* **Short problem**: Rewrite all of the records below, replacing every occurrence of "Query" with "Label" and leaving everything else unchanged.

* **Material supplied**:
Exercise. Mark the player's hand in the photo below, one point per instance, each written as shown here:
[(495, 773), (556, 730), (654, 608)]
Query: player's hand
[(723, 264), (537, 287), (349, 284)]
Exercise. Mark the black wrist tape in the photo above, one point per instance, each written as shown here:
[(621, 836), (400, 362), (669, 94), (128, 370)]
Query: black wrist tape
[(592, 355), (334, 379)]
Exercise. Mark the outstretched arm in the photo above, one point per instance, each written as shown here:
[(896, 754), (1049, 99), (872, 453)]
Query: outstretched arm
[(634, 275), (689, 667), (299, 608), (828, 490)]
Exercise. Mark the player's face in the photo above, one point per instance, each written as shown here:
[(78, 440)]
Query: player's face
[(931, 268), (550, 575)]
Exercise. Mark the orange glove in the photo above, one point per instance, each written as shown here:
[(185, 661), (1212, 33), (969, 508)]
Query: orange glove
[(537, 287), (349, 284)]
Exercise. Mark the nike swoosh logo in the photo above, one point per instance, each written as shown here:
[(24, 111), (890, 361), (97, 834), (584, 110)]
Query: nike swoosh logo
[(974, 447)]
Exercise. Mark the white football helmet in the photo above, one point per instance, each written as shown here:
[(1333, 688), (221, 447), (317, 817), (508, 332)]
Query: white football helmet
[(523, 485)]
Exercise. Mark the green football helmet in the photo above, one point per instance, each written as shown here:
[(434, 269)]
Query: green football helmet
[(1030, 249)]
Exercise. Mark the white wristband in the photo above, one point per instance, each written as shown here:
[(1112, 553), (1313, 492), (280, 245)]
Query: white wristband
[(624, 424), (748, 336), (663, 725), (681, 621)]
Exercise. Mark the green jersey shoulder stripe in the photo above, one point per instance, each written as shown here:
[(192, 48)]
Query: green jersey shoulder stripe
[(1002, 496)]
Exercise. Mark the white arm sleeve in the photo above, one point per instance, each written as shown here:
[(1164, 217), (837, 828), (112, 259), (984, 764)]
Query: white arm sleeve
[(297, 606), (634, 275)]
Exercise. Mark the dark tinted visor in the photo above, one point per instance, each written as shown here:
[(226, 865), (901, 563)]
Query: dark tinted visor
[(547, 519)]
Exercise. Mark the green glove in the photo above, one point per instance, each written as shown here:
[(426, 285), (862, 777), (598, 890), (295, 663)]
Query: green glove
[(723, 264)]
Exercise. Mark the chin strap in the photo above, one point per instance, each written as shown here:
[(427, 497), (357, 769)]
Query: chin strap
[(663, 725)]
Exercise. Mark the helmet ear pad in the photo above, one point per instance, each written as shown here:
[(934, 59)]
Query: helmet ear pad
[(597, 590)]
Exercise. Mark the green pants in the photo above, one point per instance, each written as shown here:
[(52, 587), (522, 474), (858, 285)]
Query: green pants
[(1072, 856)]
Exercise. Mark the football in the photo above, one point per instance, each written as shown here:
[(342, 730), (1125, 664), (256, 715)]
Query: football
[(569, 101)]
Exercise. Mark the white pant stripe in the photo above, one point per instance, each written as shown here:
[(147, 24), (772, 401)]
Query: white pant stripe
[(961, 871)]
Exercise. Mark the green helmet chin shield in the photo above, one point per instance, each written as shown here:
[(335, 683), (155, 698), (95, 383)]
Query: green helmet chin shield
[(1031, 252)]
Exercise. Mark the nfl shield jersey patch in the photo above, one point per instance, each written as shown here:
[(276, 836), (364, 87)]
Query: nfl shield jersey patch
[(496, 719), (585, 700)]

* **Written answer**:
Exercise. Mark the player's hand in the photo below, one point per instance, each written as shown here:
[(495, 773), (556, 730), (654, 608)]
Label: player's hand
[(723, 264), (537, 287), (349, 284)]
Exercise. Mark the black wrist tape in the photo above, one point per instance, each written as shown here:
[(621, 836), (400, 362), (669, 94), (128, 370)]
Label: black wrist tape
[(592, 355), (334, 379)]
Exercise. Mark the outstretched arm in the photo above, one point per instance, each written as shown here:
[(896, 754), (1049, 99), (872, 453)]
Label: outstretched arm
[(634, 275), (689, 667), (299, 608), (828, 490)]
Exercise. Mark the player's face in the photo above, one point per instance, each written as shown here:
[(78, 440)]
Label: player's face
[(931, 268), (550, 575)]
Exercise. Mark the orange glove in the photo above, one point per instance, each written as shown here:
[(185, 661), (1212, 33), (969, 508)]
Label: orange glove
[(537, 287), (349, 284)]
Exercise. Mark the nike swoosh logo in the photo above, one point per instance, each written as shown here:
[(24, 111), (890, 361), (97, 834), (584, 110)]
Label: nike swoosh logo
[(974, 447)]
Exercise. Mark the white football helmet in the photo above, one point per instance, each written as shown here:
[(1333, 688), (221, 447), (317, 817), (508, 332)]
Label: white football helmet
[(523, 485)]
Exercise. Mark the green football helmet in the photo above, one point per instance, each written as shown here:
[(434, 269)]
Label: green football helmet
[(1030, 249)]
Exercise. Mark the white wristband in the photo above, one point per instance, each written as shown here:
[(1112, 553), (1313, 492), (280, 245)]
Label: white wristband
[(624, 424), (748, 336), (663, 725), (681, 621)]
Exercise. Mark the green jersey shoulder stripe in the photo above, one point per instance, each written as shown here:
[(192, 48)]
Label: green jersey shoulder stripe
[(1002, 496)]
Exercise. Mark the white arm sleeve in the photo above, one point per instance, each written as shown here:
[(1164, 217), (837, 828), (112, 259), (984, 764)]
Label: white arm sleeve
[(297, 606), (634, 275)]
Exercise. Mark the dark tinted visor in the photo above, one point per instance, each written as shown here:
[(226, 865), (901, 563)]
Label: dark tinted visor
[(547, 519)]
Exercise. Mark the green glove in the photo above, one point per instance, each written as shown here:
[(426, 285), (862, 777), (598, 890), (295, 663)]
Label: green glove
[(723, 264)]
Exercise. Mark the chin strap in the photo above, one point per instance, each written as shown here:
[(427, 497), (357, 769)]
Label: chin strap
[(663, 725)]
Exercise. Mark the helmet ear pad in the photo above, one point per instance, each written as shown here:
[(934, 59)]
Label: helmet ear pad
[(597, 590)]
Exercise. Mark the green pants in the photo above, one point per instance, each written as shown here:
[(52, 587), (522, 474), (858, 285)]
Label: green pants
[(1072, 856)]
Exercise. Mark the football in the photo above, one point per instance, each written as shown here:
[(342, 730), (1125, 664), (256, 715)]
Label: football
[(569, 101)]
Exercise. Mark the white pant stripe in the photo above, one point per instance, each written as shown here:
[(147, 24), (772, 401)]
Label: white pant stripe
[(961, 871)]
Exercise. Mark the green helmet chin shield in the photo above, one point per instance, each written as shown here:
[(335, 683), (155, 698), (95, 383)]
Label: green helmet chin shield
[(1031, 252)]
Exercise. Mark the nfl shield jersey patch in the photo above, one point per instance, each written as shown here:
[(276, 836), (364, 87)]
Label: nfl shield jersey patch
[(496, 719), (585, 700)]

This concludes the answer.